### Request
Could you rewrite the lines below, changing every "tuples" to "pairs" and leaving everything else unchanged?

══════════

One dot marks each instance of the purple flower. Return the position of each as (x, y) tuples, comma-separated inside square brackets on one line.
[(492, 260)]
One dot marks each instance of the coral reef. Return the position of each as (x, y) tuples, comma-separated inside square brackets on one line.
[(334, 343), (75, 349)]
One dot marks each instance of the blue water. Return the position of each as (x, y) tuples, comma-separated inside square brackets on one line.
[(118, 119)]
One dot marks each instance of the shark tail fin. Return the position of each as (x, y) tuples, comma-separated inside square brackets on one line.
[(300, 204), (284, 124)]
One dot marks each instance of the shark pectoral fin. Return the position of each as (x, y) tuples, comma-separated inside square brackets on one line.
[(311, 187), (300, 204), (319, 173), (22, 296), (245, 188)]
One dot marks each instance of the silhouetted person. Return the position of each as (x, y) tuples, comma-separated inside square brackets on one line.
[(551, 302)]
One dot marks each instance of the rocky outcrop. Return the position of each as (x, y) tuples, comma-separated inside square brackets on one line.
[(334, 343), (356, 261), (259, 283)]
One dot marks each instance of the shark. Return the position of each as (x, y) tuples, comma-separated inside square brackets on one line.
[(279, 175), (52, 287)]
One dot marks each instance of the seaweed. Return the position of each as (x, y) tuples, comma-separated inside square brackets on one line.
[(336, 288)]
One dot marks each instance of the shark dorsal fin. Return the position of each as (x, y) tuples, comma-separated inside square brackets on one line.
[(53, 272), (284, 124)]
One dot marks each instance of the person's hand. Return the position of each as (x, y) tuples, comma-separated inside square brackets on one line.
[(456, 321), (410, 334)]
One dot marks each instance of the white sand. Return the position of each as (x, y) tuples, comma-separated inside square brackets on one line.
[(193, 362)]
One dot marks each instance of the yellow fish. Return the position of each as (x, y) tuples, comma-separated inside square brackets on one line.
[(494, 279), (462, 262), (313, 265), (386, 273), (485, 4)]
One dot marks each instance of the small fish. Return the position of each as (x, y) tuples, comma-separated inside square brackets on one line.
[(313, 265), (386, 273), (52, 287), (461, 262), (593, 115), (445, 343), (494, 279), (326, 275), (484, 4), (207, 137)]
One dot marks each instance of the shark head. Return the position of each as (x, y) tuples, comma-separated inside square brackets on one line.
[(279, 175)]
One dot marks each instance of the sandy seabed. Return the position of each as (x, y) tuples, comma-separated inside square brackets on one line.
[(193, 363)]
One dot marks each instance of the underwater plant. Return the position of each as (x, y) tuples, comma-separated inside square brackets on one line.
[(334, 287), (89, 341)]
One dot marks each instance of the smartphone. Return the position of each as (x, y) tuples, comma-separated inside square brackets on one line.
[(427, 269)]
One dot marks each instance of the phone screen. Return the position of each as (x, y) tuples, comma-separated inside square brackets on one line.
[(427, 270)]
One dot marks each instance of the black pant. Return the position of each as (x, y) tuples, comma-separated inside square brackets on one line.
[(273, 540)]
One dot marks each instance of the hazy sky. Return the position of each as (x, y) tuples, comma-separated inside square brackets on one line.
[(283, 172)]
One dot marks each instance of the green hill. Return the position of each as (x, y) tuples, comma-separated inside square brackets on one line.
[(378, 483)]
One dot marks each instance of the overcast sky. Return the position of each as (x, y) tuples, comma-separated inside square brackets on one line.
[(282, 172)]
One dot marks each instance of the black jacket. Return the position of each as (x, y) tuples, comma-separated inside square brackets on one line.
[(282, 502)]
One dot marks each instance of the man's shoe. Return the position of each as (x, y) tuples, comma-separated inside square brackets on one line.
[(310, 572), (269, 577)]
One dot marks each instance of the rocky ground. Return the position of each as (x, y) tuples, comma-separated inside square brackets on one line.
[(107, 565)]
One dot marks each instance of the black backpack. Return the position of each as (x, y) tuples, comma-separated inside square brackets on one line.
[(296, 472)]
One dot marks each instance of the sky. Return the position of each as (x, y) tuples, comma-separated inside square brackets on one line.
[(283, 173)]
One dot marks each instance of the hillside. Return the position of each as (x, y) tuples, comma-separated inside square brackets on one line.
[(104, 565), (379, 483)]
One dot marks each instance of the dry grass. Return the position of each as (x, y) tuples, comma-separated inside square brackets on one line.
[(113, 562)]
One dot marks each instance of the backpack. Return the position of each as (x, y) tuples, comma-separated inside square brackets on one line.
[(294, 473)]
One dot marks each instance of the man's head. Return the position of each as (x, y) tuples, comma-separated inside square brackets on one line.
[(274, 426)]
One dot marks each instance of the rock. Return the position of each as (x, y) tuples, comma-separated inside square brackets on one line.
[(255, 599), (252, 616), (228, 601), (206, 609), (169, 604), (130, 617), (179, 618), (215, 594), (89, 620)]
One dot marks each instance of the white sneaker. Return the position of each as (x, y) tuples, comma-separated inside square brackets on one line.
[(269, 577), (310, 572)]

══════════

### Solved exercise
One dot marks each instance of the purple flower. Return the position of each as (x, y) pairs, comma-separated inside square brackets on one line.
[(492, 260)]
One dot marks each instance of the coral reef. Return the position of each as (x, y) pairs, comma-separated inside square brackets on one line.
[(334, 343), (75, 349)]
One dot marks each instance of the blue water. Return the position of each as (x, y) pairs, comma-separated inside square brackets on one line.
[(118, 119)]
One dot marks each instance of the shark tail fin. Return the position of each as (x, y) pairs, comma-separated inside square brackets on one line.
[(300, 204), (284, 124)]
One dot marks each instance of the shark pectoral fin. Return the position of each as (x, y) pairs, comma-separated inside square brackets on one line.
[(311, 187), (300, 204), (319, 173), (22, 296), (245, 188)]
One dot marks each instance of the silhouetted person. Return the position of each as (x, y) pairs, comma-separated inside square brackets on one line.
[(551, 302)]
One dot marks each instance of the rocky outcrop. Return the position of each as (x, y) pairs, comma-separated inside square brackets on one line.
[(334, 343), (356, 261), (259, 283)]
One dot marks each instance of the shark. Return the position of each as (x, y) pairs, comma-separated inside square brackets on one line.
[(279, 175), (52, 287)]
One dot marks each instance of the seaweed. Return the position of each as (x, y) pairs, comma-separated inside square brackets on one line.
[(336, 288)]
One dot marks each instance of the shark dorsal fin. Return the position of each as (x, y) pairs, comma-separated inside square brackets on one line.
[(53, 272), (284, 124)]
One dot marks each instance of the person's hand. Return the position of each as (x, y) pairs, comma-separated inside square brackets on one line.
[(456, 321), (410, 334)]
One dot marks each instance of the white sand. Return the position of each as (x, y) pairs, comma-separated inside square brackets on one line.
[(193, 362)]
One dot marks each instance of the yellow fish. Return the position of each as (x, y) pairs, comma-separated inside square brackets on one line.
[(494, 279), (462, 262), (313, 265), (386, 273), (485, 4)]
One dot marks each instance of the small fish. Return the position of each as (x, y) pairs, comma-separated inside square brackets on one line.
[(313, 265), (386, 273), (52, 287), (461, 262), (593, 115), (445, 343), (494, 279), (326, 275), (484, 4), (207, 137)]
One dot marks each instance of the shark head. Return the position of each as (x, y) pairs, comma-separated inside square brackets on one line.
[(279, 175)]
One dot marks each instance of the sandy seabed. Return the position of each as (x, y) pairs, comma-separated inside square brackets on one line.
[(193, 363)]
One dot marks each instance of the underwater plant. Return the position of each as (x, y) pairs, comma-separated inside square brackets on one line.
[(334, 287), (89, 341)]
One dot marks each instance of the smartphone. Return the position of each as (x, y) pairs, comma-separated inside square brackets on one line.
[(427, 269)]
One dot marks each instance of the phone screen. Return the position of each as (x, y) pairs, comma-separated inside square brackets on one line.
[(427, 270)]
One dot marks each instance of the black pant. Return the position of each as (x, y) pairs, comma-separated inside square brackets on one line.
[(273, 540)]
One dot marks each instance of the hazy sky. Return the position of each as (x, y) pairs, comma-separated inside square brackets on one line.
[(283, 172)]
One dot marks each instance of the green hill. Return the position of each as (x, y) pairs, comma-separated inside square brackets on one line.
[(378, 483)]
One dot marks each instance of the overcast sky. Return the position of each as (x, y) pairs, comma-separated inside square brackets on one line.
[(282, 172)]
One dot marks each instance of the black jacket. Return the position of each as (x, y) pairs, comma-separated inside square brackets on one line.
[(282, 502)]
One dot marks each instance of the man's shoe. Return the position of each as (x, y) pairs, comma-separated inside square brackets on one line.
[(310, 572), (269, 577)]
One dot marks each instance of the rocky ground. Return the position of each as (x, y) pairs, comma-separated inside square brackets on one line.
[(107, 565)]
One dot marks each instance of the black backpack. Return the position of each as (x, y) pairs, comma-separated inside square brackets on one line.
[(296, 472)]
One dot marks each instance of the sky. Return the position of each as (x, y) pairs, comma-separated inside square brackets on one line.
[(283, 173)]
One dot marks each instance of the hillside. Return the position of each as (x, y) pairs, comma-separated inside square brackets on one line.
[(104, 565), (379, 483)]
One dot marks each instance of the dry grass. Return the position of each as (x, y) pairs, comma-separated inside square brackets on one line.
[(113, 562)]
One dot marks each instance of the backpack. Return the position of each as (x, y) pairs, comma-separated inside square brackets on one line.
[(294, 473)]
One dot marks each instance of the man's head. Return the position of each as (x, y) pairs, comma-separated inside square brackets on one line.
[(274, 426)]
One dot marks each instance of the rock. Return the position of each as (x, y) pairs, comma-separated inside square brackets on one line.
[(255, 599), (252, 616), (228, 601), (206, 609), (169, 604), (130, 617), (179, 618), (215, 594), (89, 620)]
One dot marks each instance of the white sneaker. Return the position of each as (x, y) pairs, comma-separated inside square brackets on one line.
[(269, 577), (310, 572)]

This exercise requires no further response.